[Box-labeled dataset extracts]
▬▬▬

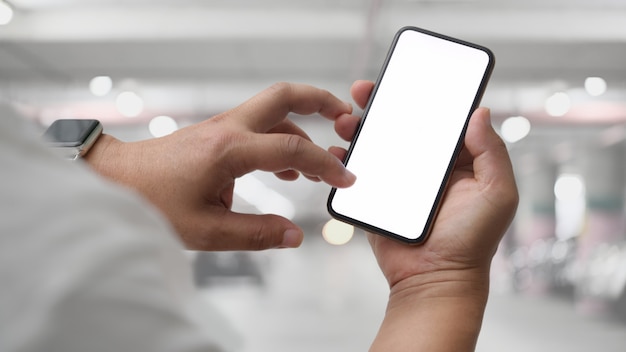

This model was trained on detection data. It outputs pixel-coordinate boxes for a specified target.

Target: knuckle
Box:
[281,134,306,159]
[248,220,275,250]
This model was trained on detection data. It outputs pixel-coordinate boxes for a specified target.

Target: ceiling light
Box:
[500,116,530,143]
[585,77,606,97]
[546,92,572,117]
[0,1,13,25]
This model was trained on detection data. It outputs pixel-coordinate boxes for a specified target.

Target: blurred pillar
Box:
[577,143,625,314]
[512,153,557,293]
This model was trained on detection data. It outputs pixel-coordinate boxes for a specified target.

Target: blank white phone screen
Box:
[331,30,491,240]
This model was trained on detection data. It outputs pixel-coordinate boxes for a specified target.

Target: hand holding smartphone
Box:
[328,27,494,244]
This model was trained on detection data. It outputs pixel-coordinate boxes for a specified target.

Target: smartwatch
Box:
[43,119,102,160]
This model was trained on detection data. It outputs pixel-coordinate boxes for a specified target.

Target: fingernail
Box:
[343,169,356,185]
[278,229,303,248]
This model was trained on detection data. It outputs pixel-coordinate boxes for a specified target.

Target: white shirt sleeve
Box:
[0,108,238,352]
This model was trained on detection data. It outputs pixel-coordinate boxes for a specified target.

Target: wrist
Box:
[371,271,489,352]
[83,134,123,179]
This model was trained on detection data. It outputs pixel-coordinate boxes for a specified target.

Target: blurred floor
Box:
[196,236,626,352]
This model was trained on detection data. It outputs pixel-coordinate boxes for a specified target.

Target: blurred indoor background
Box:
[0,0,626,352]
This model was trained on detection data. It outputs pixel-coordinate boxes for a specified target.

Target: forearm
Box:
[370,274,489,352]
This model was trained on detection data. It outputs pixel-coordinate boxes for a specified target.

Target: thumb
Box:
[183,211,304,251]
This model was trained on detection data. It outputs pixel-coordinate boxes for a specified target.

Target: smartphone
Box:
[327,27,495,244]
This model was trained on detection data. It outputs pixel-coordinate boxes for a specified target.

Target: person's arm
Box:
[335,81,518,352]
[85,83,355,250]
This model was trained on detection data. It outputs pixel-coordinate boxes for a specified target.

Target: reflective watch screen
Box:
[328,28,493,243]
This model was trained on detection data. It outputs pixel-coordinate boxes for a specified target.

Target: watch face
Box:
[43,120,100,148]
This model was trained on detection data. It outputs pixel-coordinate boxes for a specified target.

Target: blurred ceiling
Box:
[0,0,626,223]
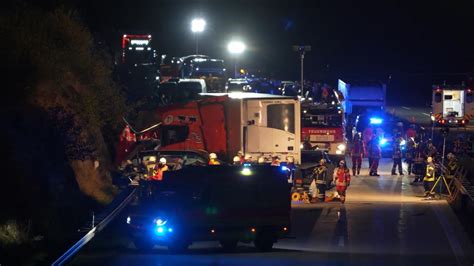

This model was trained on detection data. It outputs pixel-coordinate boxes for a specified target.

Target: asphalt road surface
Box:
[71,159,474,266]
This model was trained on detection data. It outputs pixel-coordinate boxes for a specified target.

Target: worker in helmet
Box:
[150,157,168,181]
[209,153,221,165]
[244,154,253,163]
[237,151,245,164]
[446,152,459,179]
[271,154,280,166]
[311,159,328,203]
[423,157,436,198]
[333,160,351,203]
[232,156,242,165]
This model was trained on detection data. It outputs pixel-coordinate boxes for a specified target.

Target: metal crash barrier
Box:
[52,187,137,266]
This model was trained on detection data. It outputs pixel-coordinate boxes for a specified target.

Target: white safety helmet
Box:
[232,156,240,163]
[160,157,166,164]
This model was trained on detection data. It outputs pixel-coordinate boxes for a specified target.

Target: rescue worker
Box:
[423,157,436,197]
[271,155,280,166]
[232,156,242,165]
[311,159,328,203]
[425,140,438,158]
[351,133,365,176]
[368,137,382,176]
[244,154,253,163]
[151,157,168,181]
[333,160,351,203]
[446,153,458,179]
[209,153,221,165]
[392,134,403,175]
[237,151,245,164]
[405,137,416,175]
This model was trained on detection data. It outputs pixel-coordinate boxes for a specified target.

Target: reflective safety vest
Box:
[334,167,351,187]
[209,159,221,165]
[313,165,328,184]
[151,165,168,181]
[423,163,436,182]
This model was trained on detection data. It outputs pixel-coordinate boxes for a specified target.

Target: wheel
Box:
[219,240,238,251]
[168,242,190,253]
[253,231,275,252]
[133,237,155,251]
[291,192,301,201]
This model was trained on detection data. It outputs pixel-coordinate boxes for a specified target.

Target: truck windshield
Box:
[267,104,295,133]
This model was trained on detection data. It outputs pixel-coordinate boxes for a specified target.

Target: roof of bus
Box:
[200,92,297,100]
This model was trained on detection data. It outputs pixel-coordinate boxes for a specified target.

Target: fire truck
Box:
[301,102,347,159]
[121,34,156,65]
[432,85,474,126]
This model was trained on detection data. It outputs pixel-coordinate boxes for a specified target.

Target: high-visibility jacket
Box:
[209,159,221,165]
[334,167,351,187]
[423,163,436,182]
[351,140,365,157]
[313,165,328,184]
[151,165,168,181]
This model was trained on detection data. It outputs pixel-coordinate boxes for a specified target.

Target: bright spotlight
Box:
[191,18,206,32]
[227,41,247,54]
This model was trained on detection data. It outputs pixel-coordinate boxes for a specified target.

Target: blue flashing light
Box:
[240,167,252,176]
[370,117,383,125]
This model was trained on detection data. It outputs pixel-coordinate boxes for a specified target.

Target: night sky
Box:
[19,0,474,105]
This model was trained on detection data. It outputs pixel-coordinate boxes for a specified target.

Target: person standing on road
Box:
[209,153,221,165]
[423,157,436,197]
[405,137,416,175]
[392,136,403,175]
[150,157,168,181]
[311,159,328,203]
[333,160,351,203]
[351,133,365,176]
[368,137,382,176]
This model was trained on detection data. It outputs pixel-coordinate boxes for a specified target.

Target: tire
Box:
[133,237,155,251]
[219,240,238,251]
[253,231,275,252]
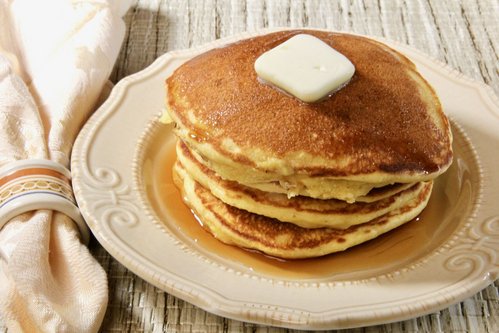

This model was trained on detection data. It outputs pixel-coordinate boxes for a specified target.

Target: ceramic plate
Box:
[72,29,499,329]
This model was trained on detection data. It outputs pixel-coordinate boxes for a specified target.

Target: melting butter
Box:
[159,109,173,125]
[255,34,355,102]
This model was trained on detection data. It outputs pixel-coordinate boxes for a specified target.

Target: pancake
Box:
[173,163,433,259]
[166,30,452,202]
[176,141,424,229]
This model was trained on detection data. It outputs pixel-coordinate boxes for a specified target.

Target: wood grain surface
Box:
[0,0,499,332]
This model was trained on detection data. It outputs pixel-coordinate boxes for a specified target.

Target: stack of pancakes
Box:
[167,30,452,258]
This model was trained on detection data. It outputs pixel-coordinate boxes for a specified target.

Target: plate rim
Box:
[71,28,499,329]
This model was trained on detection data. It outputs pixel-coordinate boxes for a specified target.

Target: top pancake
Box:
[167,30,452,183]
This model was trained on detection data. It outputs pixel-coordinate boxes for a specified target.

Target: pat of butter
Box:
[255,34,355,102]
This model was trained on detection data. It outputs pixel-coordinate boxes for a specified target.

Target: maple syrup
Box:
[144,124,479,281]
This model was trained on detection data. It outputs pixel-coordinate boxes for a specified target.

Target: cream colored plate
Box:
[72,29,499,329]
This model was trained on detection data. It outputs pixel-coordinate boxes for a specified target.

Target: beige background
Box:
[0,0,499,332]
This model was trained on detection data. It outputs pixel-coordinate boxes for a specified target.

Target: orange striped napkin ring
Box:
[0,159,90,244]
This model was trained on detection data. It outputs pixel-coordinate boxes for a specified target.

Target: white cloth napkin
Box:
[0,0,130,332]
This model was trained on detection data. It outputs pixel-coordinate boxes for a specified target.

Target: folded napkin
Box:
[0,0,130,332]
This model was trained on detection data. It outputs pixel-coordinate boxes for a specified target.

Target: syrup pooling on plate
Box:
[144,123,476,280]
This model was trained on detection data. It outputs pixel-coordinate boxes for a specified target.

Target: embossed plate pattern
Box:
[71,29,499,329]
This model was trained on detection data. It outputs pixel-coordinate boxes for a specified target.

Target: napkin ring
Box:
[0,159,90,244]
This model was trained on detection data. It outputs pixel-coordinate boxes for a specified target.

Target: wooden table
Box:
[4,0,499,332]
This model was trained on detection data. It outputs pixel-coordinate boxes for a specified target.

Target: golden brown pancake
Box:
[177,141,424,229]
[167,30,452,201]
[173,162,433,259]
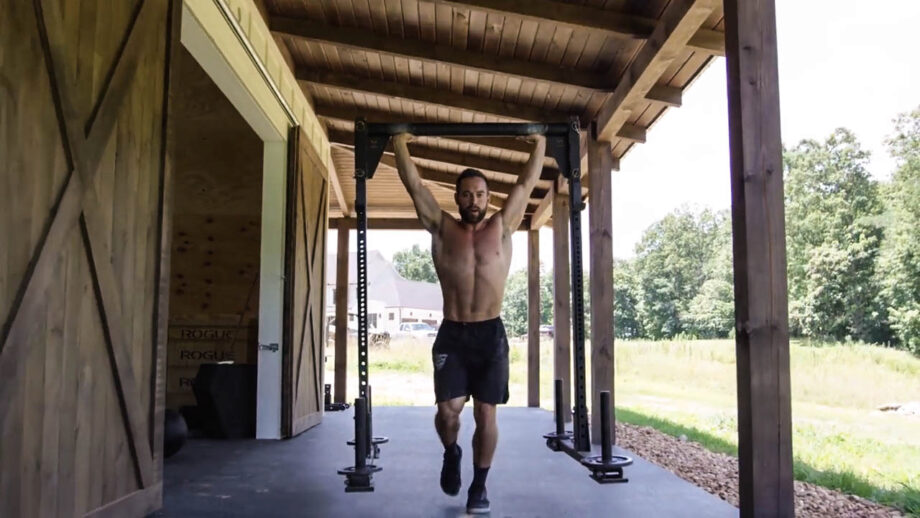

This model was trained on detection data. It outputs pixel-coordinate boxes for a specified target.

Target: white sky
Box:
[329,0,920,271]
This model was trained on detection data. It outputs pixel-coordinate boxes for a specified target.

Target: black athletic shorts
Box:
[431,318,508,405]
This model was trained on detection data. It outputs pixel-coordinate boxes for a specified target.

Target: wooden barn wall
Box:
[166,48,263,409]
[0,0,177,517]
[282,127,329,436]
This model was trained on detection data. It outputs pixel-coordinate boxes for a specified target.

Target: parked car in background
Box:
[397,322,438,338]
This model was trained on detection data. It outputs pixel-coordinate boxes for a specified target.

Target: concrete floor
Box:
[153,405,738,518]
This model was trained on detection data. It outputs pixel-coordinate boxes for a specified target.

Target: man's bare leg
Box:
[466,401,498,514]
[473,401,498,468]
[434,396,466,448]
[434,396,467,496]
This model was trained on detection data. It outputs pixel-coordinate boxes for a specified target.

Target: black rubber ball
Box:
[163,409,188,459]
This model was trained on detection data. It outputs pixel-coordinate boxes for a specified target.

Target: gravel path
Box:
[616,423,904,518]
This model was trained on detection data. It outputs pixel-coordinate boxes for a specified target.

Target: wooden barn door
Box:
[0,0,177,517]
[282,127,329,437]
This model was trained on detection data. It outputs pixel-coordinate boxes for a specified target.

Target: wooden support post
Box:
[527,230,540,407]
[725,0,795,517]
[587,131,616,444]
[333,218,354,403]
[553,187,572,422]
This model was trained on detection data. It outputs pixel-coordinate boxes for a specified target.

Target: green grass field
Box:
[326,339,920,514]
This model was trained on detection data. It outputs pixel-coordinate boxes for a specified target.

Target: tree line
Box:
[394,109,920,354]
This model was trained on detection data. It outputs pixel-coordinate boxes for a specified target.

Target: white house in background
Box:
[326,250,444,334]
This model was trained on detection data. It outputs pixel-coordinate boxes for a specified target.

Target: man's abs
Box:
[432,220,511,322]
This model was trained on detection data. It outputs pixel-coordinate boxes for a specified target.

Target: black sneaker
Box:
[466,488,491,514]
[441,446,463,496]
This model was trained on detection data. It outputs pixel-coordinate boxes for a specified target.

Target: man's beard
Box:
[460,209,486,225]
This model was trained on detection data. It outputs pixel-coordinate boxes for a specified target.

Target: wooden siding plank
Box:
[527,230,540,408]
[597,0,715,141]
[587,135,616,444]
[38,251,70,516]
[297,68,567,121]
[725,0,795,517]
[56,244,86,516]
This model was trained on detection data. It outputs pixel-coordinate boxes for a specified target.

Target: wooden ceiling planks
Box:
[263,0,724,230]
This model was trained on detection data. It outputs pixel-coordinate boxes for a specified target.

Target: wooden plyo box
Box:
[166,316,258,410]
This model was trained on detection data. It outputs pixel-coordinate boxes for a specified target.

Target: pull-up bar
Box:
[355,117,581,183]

▬▬▬

#### Given exercise:
Rewrite the lines from the start of the rows above through the line holding "[0,1,13,25]", inclusive, as a numbered list, skipping blank lines and leaving out the pictures.

#### Exercise response:
1. This model was trained on detection data. It outputs pixel-coordinate boxes for a specified target.
2. Target: knuckle
3. Box:
4. [281,134,306,159]
5. [248,220,275,250]
6. This model was trained on detection data. It outputs pixel-coordinate boxes for a specified target.
7. Target: ceiling light
8. Box:
9. [500,116,530,143]
10. [585,77,606,97]
11. [546,92,572,117]
12. [0,1,13,25]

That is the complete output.